TASK TO COMPLETE: Extract all lines from the data beneath that include the word "telcel".

DATA FOR THIS TASK:
============================================================
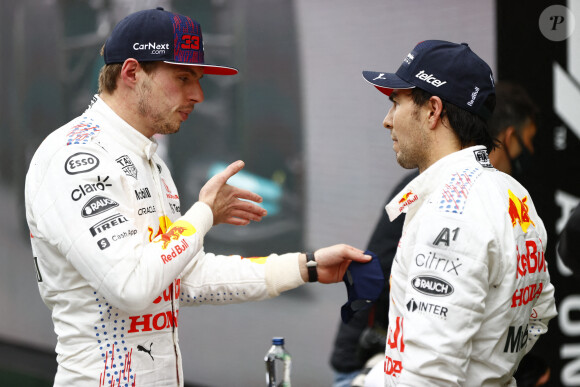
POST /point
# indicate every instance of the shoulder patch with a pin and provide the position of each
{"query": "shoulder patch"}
(482, 158)
(454, 193)
(82, 131)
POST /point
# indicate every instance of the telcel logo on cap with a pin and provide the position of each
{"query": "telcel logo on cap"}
============================================================
SOLUTION TO THE EXERCISE:
# indicate every instance of the telcel logo on cap with a pin and provide the position of each
{"query": "telcel logo on cap"}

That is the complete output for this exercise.